* **Your tasks**:
1. Rewrite the exercise video review between "The first video" and "she needed desparately.", inclusive, replacing "workout" with "routine".
2. Carry on the exercise video review from its final sentence.
-------- Reading passage
The first video I have of his, "Blast to the Past", was taped while he was teaching a workshop. Word got out about this "oldies" hi/low workout so he finally made it available after some years of repeated requests for it. I can see why. There's really nothing like it. VERY fun, though it is like a home video rather than professionally produced production.
I've been looking for a video workout for my sister-in-law Susan in Oregon who has a medical condition which makes it difficult for her to even walk, so she's bed-ridden most of the time. Did I luck out. This was perfect, almost. About 2/3 of the workout is done seated, and the last 1/3 is standing, which Susan can't do. But she doesn't mind. She said she's sleeping better and feels so much better finally having some exercise to do with her limitations. It's turned her attitude around too, which she needed desparately.
----------------
-------- Data section
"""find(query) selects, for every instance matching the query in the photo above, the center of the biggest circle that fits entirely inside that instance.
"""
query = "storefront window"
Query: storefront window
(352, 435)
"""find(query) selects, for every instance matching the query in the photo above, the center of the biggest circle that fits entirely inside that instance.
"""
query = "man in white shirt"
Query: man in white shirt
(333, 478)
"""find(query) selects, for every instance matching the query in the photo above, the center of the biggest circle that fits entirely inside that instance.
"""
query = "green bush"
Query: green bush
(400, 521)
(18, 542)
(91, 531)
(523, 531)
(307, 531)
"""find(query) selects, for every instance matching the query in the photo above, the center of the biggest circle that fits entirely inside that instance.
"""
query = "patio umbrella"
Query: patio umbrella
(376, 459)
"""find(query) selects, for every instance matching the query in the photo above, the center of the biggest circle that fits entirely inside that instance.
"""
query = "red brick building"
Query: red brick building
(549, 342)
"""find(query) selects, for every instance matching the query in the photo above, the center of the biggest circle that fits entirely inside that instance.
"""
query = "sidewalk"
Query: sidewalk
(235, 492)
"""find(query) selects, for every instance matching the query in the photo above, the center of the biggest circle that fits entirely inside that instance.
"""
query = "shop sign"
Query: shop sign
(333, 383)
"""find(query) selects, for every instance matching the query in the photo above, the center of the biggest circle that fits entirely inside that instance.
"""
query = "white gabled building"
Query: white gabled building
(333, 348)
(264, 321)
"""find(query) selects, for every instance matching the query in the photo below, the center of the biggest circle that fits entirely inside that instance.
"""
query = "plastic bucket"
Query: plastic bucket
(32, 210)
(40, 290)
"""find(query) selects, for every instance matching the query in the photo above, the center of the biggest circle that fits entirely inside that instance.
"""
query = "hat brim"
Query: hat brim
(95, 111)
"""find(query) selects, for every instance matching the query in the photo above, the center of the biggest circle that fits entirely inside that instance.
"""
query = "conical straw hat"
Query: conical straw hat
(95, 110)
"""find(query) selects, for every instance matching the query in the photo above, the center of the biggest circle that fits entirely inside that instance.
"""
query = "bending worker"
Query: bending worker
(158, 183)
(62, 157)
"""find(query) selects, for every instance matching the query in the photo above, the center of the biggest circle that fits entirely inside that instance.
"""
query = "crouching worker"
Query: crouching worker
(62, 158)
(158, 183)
----------------
* **Results**:
1.
The first video I have of his, "Blast to the Past", was taped while he was teaching a workshop. Word got out about this "oldies" hi/low routine so he finally made it available after some years of repeated requests for it. I can see why. There's really nothing like it. VERY fun, though it is like a home video rather than professionally produced production.
I've been looking for a video routine for my sister-in-law Susan in Oregon who has a medical condition which makes it difficult for her to even walk, so she's bed-ridden most of the time. Did I luck out. This was perfect, almost. About 2/3 of the routine is done seated, and the last 1/3 is standing, which Susan can't do. But she doesn't mind. She said she's sleeping better and feels so much better finally having some exercise to do with her limitations. It's turned her attitude around too, which she needed desparately.

2.
I'm also going to get this for my best friend's father. This is the first workout that is so well thought out, paced, and instructed, it is just light years beyond any video I've looked at for seniors. This was filmed at a workshop too, but unlike the other, this is professionally filmed. No problem with camera angles like the other one had at times. Although this is geared for instructors, anyone can workout along with it, once you skip the talking at the beginning of the program.
I tried the workout myself thinking I wouldn't get much of one. Let me tell you, you can do easy, moderate, or challenging intensities seated in a chair. I thought I would fall asleep because it would be too easy. He gives you multiple options on most exercises. But he doesn't say "beginner, intermediate or advanced". He cues it "option 1,2, or 3". Or sometimes he'll say "level A,B or C". I never heard that before. But what it does it not put a judgement on any choice you make, like the easy version is for the "lowly beginner", and the hard version is for the advanced "good guys".
Starts with controlled, slow movements for the different parts of your body from head to toe. Then he goes into more active warm-ups. Follwing this is some neat stretching done seated. A dowel is used for very creative arm and upper body muscle exercise, but you can use a broomstick just as well.
Cardio in a chair?? I actually was sweating by the end of that section. So fun too. Extremely creative. I would never think of these exercises or the way he put them all together.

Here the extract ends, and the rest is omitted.